* [Task statement]:
Could you reproduce the entries below, from their very start through the line containing "column 548, row 413" and including that line, leaving the pictures out?

#####

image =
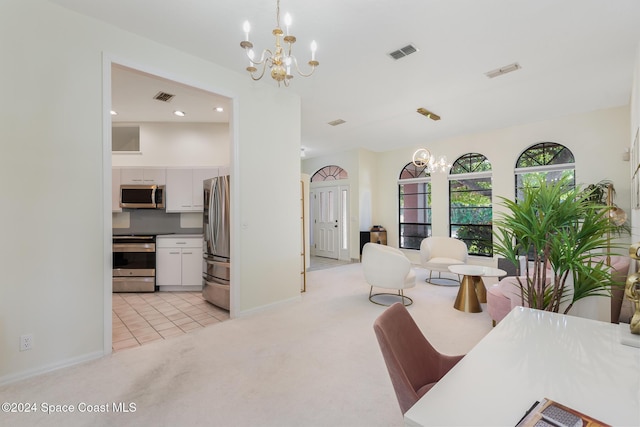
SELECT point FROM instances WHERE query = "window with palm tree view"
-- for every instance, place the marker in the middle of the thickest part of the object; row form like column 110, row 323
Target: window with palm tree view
column 470, row 208
column 414, row 189
column 547, row 161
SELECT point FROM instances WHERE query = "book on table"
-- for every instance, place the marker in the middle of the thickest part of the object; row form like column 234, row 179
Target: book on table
column 548, row 413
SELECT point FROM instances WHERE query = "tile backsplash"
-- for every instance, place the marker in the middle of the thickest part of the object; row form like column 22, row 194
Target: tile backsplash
column 156, row 221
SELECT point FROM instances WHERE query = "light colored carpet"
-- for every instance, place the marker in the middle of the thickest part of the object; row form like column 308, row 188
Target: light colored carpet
column 314, row 363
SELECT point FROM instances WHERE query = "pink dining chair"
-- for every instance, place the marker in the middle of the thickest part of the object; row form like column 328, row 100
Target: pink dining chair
column 413, row 364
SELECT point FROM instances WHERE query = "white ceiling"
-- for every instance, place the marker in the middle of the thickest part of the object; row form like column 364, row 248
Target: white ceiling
column 576, row 56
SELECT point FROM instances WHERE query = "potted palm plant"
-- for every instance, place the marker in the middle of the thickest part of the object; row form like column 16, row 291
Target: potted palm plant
column 561, row 230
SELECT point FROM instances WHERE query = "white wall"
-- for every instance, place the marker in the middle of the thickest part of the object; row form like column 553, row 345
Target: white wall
column 179, row 144
column 597, row 139
column 55, row 182
column 634, row 133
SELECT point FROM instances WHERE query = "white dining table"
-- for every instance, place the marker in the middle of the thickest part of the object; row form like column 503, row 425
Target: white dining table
column 532, row 355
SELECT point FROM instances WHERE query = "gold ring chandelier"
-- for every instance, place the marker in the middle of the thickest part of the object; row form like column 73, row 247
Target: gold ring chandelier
column 281, row 60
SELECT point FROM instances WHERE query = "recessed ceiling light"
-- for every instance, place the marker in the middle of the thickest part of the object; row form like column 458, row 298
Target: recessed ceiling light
column 503, row 70
column 428, row 114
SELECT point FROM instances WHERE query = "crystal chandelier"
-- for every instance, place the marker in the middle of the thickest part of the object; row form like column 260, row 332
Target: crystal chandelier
column 281, row 59
column 423, row 158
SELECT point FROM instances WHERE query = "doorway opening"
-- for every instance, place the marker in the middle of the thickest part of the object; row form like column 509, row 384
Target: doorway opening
column 329, row 207
column 131, row 98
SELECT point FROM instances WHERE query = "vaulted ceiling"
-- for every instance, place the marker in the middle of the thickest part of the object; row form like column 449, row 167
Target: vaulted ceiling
column 576, row 56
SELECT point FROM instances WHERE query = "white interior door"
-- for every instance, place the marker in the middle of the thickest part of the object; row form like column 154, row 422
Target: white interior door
column 326, row 219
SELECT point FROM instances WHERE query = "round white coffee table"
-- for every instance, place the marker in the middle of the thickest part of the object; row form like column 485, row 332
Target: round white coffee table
column 472, row 290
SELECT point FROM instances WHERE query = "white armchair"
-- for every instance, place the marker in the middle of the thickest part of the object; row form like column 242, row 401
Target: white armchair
column 438, row 253
column 387, row 267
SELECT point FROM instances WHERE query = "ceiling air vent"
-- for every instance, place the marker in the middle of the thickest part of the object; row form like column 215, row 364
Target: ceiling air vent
column 404, row 51
column 163, row 96
column 428, row 114
column 503, row 70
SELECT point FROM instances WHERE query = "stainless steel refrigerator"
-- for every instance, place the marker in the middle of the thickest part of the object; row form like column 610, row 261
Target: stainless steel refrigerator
column 217, row 261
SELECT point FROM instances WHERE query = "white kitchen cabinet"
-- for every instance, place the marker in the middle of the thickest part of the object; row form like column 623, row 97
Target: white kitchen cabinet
column 115, row 190
column 179, row 263
column 143, row 176
column 184, row 188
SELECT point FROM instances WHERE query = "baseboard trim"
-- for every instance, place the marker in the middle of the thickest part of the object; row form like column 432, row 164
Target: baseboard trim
column 12, row 378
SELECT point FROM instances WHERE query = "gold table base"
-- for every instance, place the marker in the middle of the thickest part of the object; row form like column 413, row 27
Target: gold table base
column 471, row 293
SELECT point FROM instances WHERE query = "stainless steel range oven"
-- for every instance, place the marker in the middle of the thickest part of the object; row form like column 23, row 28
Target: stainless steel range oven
column 134, row 263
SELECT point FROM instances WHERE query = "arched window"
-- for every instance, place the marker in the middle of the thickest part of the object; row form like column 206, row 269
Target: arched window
column 414, row 201
column 547, row 160
column 329, row 173
column 470, row 208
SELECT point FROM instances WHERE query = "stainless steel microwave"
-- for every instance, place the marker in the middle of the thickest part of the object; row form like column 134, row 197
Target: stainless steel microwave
column 142, row 196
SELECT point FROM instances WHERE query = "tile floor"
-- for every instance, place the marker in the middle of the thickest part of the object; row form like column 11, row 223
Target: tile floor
column 140, row 318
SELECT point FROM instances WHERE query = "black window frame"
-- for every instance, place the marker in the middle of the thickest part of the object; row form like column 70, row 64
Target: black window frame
column 467, row 169
column 409, row 175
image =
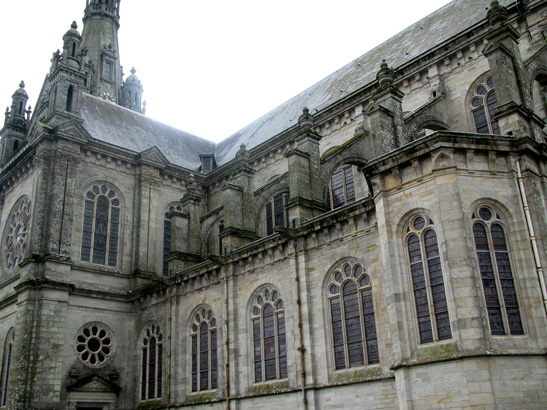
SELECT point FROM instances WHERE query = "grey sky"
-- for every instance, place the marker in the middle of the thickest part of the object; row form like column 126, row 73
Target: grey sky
column 210, row 68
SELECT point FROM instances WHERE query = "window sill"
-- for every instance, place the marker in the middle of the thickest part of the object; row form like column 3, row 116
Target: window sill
column 356, row 374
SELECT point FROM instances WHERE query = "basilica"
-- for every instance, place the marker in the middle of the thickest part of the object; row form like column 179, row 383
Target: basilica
column 379, row 241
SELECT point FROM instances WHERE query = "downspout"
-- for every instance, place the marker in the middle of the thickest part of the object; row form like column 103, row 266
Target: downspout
column 301, row 348
column 169, row 330
column 227, row 343
column 535, row 251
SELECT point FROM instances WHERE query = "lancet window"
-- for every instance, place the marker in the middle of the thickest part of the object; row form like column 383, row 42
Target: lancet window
column 204, row 351
column 498, row 283
column 483, row 107
column 341, row 187
column 351, row 307
column 427, row 280
column 151, row 363
column 269, row 336
column 101, row 226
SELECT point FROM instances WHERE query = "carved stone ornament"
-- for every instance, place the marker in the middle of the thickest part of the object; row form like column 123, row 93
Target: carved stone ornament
column 95, row 344
column 17, row 234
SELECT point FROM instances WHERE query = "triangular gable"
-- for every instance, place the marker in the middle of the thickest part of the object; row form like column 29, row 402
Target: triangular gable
column 93, row 383
column 153, row 156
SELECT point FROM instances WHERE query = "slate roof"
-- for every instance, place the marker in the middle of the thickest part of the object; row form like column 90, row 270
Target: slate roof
column 111, row 123
column 114, row 124
column 423, row 35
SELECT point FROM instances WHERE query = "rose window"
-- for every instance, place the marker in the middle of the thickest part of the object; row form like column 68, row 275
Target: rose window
column 95, row 344
column 16, row 242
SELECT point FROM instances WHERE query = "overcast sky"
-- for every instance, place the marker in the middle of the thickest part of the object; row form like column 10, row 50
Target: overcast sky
column 210, row 67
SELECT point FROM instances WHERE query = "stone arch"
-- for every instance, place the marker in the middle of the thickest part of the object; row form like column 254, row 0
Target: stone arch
column 425, row 122
column 273, row 188
column 331, row 164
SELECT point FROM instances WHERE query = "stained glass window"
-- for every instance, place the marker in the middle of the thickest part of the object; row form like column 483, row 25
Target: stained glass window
column 352, row 317
column 167, row 237
column 101, row 226
column 151, row 363
column 204, row 350
column 277, row 213
column 427, row 281
column 269, row 340
column 483, row 106
column 341, row 189
column 496, row 274
column 6, row 365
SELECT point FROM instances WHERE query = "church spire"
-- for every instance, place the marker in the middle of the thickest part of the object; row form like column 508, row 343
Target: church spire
column 12, row 135
column 100, row 42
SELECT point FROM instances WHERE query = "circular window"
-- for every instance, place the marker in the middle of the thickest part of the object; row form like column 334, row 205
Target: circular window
column 16, row 239
column 95, row 344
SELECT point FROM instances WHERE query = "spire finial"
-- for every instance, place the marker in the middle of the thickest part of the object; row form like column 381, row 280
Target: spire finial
column 385, row 75
column 306, row 120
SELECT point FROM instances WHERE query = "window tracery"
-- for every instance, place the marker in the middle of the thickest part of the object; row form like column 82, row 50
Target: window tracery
column 17, row 231
column 483, row 107
column 497, row 278
column 101, row 226
column 6, row 364
column 269, row 340
column 94, row 344
column 151, row 363
column 277, row 214
column 167, row 237
column 341, row 187
column 204, row 351
column 353, row 323
column 427, row 280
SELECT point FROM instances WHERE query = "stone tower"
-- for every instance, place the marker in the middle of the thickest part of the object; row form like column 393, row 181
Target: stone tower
column 100, row 40
column 15, row 125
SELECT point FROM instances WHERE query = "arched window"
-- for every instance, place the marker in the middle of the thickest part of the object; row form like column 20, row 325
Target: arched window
column 151, row 363
column 427, row 280
column 341, row 188
column 101, row 226
column 167, row 238
column 269, row 341
column 204, row 351
column 69, row 97
column 6, row 364
column 497, row 278
column 352, row 317
column 483, row 106
column 16, row 233
column 277, row 213
column 539, row 90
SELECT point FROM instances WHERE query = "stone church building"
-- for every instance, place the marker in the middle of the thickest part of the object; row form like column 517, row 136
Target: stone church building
column 377, row 242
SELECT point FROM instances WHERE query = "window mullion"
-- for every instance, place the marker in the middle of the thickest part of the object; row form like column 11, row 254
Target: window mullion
column 430, row 303
column 108, row 227
column 344, row 332
column 276, row 339
column 209, row 354
column 93, row 230
column 497, row 281
column 362, row 320
column 262, row 349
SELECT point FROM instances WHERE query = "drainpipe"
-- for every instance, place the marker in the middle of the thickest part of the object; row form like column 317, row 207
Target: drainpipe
column 301, row 349
column 169, row 330
column 227, row 343
column 535, row 251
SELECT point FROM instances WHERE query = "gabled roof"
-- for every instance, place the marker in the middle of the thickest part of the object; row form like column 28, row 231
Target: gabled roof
column 111, row 123
column 425, row 34
column 117, row 125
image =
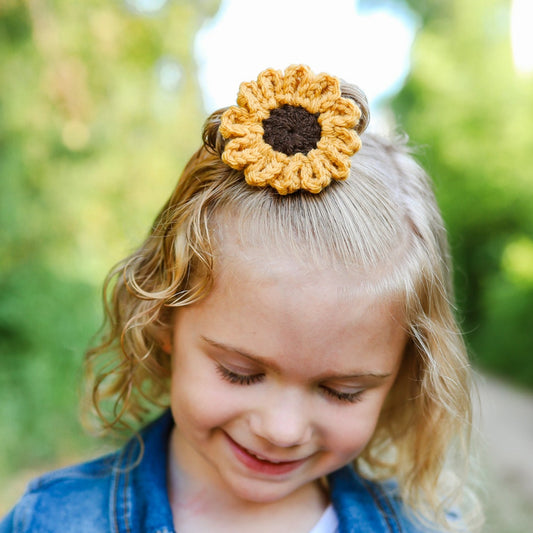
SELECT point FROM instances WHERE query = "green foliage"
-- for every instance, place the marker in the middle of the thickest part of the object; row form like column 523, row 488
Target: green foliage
column 471, row 111
column 91, row 143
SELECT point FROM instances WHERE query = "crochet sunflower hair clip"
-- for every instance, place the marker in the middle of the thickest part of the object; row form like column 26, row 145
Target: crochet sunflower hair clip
column 291, row 130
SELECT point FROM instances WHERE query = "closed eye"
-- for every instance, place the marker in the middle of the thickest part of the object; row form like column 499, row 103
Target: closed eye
column 349, row 397
column 238, row 379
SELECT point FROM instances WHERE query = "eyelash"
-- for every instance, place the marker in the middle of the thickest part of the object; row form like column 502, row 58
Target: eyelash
column 239, row 379
column 349, row 397
column 250, row 379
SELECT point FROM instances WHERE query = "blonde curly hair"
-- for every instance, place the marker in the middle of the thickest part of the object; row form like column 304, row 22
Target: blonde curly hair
column 383, row 218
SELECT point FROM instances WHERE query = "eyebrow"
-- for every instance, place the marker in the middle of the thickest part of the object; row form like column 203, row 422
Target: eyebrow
column 269, row 364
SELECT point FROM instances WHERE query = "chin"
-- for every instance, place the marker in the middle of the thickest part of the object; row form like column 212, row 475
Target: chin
column 262, row 494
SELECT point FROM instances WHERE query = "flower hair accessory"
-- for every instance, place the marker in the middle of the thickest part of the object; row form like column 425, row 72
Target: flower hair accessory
column 291, row 130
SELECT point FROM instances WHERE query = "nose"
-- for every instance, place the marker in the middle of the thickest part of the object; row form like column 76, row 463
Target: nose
column 283, row 420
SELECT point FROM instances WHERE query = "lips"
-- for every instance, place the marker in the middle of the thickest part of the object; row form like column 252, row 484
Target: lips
column 261, row 464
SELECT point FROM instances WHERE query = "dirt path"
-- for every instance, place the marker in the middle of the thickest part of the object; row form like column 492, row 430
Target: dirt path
column 505, row 418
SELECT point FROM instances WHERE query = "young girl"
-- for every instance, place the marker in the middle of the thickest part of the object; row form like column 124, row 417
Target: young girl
column 292, row 307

#####

* [Answer for the task]:
image =
SELECT point FROM instances WHERE query = "window with palm tree view"
-- for every instance, place the marker in the middle of the thickest part of the object; row form like column 110, row 323
Target: window with palm tree view
column 470, row 208
column 414, row 189
column 547, row 161
SELECT point FROM instances WHERE query = "book on table"
-- for every instance, place the marker in the middle of the thickest part of the object; row form like column 234, row 179
Target: book on table
column 548, row 413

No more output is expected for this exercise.